It was hard work but it was a hard nut to crack, but as you can see her personal following was a lot to do with it with a 19% swing equally from Labour and Conservative. The opportunity came the following year when sadly Bill Carling passed away and there was a by-election, we worked hard producing a number of leaflets, quite a bit of door-knocking, a lot of gold banners around the area, something not ever seen. Labour put up Robert Mawn, Bob was a decent man, father of David and Julie, who I was in school with. Jacqui won and became the Liberal Democratic Party’s first elected member in the UK. We were founding members of the Cardiff West Liberal Democratic Party, we founded it in the Canton Liberal Club on Cowbridge Road.
·····
STUDY QUESTIONS.
1. Answer these questions about the by-election account:
(a) What percentage swing is mentioned?
(b) Whom did Labour put up as its candidate in the by-election?
(c) Where was the Cardiff West Liberal Democratic Party founded?
2. Write out the by-election account between "It was hard" and "on Cowbridge Road.", inclusive, and switch "gold" to "yellow".
The data has no connection to the by-election account.

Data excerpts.
·····
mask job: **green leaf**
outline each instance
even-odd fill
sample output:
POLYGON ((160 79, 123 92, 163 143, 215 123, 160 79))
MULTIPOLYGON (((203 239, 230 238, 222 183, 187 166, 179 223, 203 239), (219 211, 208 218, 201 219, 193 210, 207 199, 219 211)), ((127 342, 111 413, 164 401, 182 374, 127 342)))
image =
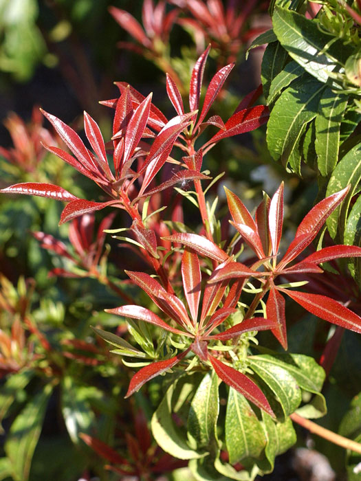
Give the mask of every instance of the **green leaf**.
·····
RESPONSE LIST.
1.
(a) 19%
(b) Robert Mawn
(c) In the Canton Liberal Club on Cowbridge Road

2.
It was hard work but it was a hard nut to crack, but as you can see her personal following was a lot to do with it with a 19% swing equally from Labour and Conservative. The opportunity came the following year when sadly Bill Carling passed away and there was a by-election, we worked hard producing a number of leaflets, quite a bit of door-knocking, a lot of yellow banners around the area, something not ever seen. Labour put up Robert Mawn, Bob was a decent man, father of David and Julie, who I was in school with. Jacqui won and became the Liberal Democratic Party’s first elected member in the UK. We were founding members of the Cardiff West Liberal Democratic Party, we founded it in the Canton Liberal Club on Cowbridge Road.